- Task instructions:
Continue the post below on what to look for when selecting a biological father, starting right after its final sentence.

- Selected excerpt:
I haven't done it and certainly don't plan to; but if I were selecting one I'd look for the following:
Family medical history for diseases/conditions/anomalies associated with genetics. If they test the man, himself, for genetic "issues", I'd want there to be nothing that would be considered generally rare but associated with genes. In other words, I'd want to screen for potentially devastating diseases/conditions.
I'd want to rule out a family history with schizophrenia or mental health problems known to be linked to heredity.
Since the father wouldn't be around, I'd probably aim to find someone of the same race as I am, only because it would make things simpler if the child and I were of the same race. (Why have to answer questions or have some "we're different-colors" issue when you don't have to?
To be honest, I'd want to screen out anything like an outrageously unattractive nose or horribly receding chin. I wouldn't look for movie-star looks - but just nothing that was likely to make the child feel he needed plastic surgery to correct it (the extreme stuff).

[Entries taken from a collection]

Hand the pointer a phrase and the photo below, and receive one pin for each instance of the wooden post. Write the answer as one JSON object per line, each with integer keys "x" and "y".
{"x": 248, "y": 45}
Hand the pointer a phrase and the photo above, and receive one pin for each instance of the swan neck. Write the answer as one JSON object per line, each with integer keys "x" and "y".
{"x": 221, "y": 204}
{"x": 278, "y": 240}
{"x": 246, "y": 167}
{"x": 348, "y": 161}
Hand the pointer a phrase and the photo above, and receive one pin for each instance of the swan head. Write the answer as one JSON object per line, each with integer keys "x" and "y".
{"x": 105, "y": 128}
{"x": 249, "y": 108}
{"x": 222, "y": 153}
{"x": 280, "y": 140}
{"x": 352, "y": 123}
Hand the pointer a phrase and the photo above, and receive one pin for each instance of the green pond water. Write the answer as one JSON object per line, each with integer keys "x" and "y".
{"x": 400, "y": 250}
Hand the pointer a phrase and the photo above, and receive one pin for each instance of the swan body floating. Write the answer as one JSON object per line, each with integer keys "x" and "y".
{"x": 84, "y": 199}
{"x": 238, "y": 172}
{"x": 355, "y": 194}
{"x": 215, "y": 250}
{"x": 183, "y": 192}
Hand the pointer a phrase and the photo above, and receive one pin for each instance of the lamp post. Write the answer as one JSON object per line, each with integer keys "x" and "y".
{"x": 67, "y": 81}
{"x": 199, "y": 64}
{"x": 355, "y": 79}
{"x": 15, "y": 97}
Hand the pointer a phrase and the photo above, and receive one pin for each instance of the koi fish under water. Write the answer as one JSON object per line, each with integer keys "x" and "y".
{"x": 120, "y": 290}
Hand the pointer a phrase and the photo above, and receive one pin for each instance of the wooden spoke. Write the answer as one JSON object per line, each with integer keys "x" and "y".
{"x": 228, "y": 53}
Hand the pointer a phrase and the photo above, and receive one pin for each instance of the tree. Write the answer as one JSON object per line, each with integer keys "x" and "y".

- Output of the task:
I wouldn't give "two hoots" about IQ (and I think women who seek out Nobel-Prize types, and pay extra money for it, are silly). As an adoptive mother and biological mother, I am convinced that it is primarily nurturing from birth that determines the development of a child's brain. Those women who look for Nobel-prize types as sperm donors usually are so focused on intelligence and education that they nurture the child in a way that is almost certain to result in an intelligent child (and then the mothers believe it was their selection of a donor that caused the child to be intelligent).
So, that's about all I'd screen for.